▶ **Problem statement**:
Reproduce word for word the lines of the entries starting with the line that contains "[QA Review Pass] The annotator marked bounding boxes for dark" and continuing through the end of the entries, including both ends.

▶ **Raw data**:
________________________________________

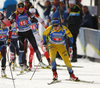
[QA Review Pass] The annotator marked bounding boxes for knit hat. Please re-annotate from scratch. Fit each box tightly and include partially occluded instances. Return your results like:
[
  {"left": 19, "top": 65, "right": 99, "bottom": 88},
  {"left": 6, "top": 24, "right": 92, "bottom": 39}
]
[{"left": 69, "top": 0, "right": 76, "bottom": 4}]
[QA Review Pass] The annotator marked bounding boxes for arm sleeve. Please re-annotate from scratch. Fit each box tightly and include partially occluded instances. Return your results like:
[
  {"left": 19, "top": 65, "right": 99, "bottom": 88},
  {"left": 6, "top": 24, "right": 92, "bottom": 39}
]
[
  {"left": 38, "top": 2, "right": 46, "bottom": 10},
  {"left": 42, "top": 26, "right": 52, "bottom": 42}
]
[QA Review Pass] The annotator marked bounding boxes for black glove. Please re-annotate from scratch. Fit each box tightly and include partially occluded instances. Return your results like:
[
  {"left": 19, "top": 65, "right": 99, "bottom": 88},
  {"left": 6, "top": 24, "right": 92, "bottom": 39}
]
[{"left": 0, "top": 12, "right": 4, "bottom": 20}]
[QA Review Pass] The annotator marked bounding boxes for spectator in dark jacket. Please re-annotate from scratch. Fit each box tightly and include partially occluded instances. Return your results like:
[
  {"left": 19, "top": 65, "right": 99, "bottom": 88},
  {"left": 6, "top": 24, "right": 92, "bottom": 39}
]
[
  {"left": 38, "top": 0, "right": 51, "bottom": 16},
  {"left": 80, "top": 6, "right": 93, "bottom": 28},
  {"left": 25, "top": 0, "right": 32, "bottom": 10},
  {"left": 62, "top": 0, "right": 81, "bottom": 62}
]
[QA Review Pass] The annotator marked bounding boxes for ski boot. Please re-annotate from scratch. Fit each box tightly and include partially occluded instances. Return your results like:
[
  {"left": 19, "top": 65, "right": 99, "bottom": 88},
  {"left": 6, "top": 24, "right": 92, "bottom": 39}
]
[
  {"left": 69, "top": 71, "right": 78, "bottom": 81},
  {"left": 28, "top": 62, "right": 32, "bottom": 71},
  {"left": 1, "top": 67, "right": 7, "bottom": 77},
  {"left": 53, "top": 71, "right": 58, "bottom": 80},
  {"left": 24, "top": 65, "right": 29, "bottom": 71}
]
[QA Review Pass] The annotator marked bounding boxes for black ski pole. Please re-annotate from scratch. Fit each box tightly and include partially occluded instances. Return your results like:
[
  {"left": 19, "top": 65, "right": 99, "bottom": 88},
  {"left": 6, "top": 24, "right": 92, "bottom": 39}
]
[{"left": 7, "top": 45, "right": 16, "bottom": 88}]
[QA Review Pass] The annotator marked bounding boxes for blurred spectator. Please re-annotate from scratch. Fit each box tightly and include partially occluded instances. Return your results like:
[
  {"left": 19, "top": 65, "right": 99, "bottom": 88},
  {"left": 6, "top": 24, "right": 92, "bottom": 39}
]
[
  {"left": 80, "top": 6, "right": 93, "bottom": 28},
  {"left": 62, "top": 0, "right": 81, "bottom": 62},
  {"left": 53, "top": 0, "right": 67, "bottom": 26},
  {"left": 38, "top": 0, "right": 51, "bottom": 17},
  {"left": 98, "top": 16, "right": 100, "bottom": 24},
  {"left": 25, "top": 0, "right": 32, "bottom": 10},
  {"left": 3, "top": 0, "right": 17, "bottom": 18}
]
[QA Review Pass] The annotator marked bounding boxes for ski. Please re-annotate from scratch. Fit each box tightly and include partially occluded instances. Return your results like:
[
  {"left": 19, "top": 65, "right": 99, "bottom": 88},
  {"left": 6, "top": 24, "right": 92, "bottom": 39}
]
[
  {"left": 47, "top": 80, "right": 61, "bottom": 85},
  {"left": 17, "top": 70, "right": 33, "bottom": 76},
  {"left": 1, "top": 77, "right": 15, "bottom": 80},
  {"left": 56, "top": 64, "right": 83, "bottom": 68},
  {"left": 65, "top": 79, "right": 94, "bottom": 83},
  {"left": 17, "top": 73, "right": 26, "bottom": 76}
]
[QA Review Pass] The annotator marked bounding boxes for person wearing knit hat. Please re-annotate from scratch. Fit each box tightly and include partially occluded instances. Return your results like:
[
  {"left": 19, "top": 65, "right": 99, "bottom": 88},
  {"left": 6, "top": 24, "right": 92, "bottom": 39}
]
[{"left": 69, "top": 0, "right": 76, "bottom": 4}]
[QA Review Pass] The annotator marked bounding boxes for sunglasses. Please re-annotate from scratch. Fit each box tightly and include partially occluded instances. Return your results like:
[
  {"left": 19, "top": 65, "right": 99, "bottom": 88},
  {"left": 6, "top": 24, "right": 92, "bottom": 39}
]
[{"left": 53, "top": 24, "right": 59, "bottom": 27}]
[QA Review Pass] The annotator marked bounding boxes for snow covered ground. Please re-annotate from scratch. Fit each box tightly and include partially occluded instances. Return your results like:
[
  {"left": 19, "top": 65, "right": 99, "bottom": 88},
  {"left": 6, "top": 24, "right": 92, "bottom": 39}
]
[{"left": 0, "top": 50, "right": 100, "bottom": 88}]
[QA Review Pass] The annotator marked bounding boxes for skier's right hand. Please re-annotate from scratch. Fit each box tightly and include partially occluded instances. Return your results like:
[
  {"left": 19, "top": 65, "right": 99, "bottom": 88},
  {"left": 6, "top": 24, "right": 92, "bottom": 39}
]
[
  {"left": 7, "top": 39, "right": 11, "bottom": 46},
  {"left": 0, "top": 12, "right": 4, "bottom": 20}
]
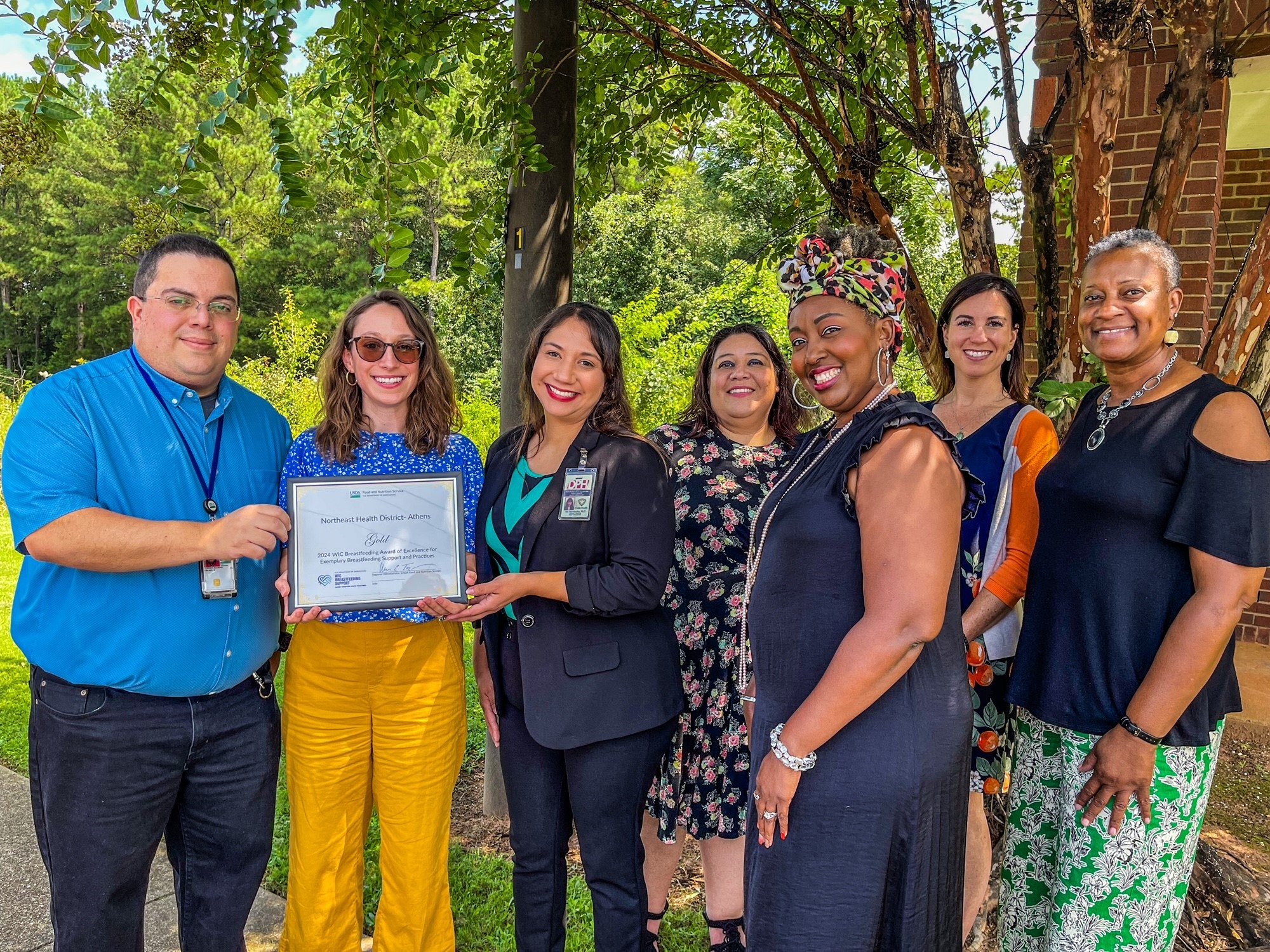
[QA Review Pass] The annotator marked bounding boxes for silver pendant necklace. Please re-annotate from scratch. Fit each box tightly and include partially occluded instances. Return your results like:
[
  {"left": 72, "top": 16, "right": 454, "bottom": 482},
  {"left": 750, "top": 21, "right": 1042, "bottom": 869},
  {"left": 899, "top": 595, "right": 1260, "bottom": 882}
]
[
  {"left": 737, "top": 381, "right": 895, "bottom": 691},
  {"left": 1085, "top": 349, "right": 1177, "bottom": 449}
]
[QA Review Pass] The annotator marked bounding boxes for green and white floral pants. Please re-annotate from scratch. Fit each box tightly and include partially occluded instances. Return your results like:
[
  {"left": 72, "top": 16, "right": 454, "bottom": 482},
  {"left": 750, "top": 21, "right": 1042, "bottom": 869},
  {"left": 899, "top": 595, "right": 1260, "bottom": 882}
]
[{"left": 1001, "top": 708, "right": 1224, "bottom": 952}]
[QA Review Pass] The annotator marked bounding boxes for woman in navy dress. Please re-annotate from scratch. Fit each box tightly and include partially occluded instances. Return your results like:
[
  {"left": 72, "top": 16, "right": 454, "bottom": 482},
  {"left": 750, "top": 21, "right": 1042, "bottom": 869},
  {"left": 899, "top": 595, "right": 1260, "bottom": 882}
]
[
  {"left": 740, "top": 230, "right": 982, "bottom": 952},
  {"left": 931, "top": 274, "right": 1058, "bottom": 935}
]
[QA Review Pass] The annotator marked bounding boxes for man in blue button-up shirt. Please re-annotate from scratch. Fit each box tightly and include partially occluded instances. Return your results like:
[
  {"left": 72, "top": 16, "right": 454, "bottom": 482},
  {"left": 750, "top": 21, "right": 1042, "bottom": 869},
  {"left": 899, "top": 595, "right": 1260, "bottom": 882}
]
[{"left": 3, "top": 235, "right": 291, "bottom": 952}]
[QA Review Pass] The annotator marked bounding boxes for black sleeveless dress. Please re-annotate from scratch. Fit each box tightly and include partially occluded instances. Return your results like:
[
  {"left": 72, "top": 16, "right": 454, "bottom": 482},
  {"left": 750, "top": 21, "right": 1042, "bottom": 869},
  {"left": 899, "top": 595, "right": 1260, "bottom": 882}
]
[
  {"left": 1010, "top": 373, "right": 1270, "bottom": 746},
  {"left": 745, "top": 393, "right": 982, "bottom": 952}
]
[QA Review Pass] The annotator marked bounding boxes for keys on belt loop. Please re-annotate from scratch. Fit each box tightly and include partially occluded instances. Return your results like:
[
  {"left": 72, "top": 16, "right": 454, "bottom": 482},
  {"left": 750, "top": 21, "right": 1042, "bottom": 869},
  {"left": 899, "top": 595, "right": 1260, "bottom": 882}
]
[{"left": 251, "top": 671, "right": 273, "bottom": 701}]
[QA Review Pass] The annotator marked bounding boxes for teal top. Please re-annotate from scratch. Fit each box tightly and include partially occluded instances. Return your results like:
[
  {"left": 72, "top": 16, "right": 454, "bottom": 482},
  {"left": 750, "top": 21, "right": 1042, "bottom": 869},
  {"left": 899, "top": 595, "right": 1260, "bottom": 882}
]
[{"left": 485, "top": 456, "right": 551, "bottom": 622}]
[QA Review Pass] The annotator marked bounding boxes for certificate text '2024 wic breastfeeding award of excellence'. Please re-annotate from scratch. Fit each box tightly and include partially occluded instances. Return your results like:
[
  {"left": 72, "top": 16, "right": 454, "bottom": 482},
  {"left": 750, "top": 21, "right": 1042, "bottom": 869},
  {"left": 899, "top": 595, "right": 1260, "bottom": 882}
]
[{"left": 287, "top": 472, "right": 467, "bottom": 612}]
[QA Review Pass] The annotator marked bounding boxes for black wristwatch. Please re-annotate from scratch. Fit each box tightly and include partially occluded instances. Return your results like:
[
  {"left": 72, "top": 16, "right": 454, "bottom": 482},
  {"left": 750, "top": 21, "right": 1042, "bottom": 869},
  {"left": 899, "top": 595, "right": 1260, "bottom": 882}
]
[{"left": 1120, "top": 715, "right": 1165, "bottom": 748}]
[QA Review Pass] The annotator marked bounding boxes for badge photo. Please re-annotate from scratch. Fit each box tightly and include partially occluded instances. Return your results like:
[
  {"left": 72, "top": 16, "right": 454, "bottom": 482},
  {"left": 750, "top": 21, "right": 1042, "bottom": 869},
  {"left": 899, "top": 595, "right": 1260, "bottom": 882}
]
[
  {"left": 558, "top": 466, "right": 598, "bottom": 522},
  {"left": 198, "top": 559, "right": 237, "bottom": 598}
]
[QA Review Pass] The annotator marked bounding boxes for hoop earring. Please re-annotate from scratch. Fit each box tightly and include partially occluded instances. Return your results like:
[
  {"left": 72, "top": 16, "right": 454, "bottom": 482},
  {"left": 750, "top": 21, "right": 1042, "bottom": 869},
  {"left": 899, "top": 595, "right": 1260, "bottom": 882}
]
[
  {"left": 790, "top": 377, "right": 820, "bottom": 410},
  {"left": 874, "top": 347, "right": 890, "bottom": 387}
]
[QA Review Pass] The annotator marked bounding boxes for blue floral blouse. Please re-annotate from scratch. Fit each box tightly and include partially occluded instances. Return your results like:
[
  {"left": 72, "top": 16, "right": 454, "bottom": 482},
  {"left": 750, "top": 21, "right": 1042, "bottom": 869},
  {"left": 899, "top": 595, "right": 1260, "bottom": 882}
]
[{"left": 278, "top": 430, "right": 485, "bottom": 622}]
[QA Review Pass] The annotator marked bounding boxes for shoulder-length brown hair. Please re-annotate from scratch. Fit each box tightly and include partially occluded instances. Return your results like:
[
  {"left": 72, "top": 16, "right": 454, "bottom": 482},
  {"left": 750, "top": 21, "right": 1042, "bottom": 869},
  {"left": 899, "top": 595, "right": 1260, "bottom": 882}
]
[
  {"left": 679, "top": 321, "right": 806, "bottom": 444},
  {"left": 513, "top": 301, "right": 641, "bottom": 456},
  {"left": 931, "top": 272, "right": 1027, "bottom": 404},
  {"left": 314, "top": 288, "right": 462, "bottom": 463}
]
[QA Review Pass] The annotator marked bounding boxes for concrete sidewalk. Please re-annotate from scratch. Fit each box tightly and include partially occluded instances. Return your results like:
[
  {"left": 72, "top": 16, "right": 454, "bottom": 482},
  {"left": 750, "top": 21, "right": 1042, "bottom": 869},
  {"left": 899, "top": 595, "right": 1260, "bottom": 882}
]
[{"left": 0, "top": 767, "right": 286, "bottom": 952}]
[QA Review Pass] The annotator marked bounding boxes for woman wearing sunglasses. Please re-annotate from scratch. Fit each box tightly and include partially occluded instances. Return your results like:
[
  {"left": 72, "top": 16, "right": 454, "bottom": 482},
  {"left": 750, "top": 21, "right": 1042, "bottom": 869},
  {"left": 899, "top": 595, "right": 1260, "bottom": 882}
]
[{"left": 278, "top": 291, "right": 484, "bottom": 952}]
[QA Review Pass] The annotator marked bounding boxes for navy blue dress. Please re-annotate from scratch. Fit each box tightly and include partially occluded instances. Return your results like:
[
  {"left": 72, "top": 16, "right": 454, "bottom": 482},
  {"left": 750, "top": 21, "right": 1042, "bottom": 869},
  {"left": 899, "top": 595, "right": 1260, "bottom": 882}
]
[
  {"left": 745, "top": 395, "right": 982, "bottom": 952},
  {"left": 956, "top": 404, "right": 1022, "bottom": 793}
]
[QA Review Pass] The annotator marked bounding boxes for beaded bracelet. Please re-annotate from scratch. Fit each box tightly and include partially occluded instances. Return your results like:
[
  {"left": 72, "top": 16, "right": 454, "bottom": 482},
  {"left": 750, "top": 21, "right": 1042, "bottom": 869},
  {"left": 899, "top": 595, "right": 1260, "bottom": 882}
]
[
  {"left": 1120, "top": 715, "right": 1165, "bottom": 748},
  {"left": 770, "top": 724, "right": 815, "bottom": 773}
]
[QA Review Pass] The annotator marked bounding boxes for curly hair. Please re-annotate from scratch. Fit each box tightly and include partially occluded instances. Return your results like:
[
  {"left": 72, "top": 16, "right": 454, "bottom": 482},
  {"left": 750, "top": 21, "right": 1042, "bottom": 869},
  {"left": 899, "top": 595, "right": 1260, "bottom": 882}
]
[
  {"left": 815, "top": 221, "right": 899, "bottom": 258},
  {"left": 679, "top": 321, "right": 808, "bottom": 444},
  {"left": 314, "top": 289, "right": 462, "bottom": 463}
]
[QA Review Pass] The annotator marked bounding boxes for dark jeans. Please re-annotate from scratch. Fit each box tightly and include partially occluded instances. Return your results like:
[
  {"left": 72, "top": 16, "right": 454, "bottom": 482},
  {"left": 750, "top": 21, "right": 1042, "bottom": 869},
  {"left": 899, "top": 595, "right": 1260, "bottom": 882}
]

________________________________________

▶ **Written solution**:
[QA Review Pass] The annotator marked bounding boxes for dark jeans. Please re-annotate from scratch. Fit each box tightly and include partially occluded instances. Return your results like:
[
  {"left": 72, "top": 16, "right": 454, "bottom": 482},
  {"left": 750, "top": 21, "right": 1042, "bottom": 869},
  {"left": 899, "top": 595, "right": 1260, "bottom": 882}
]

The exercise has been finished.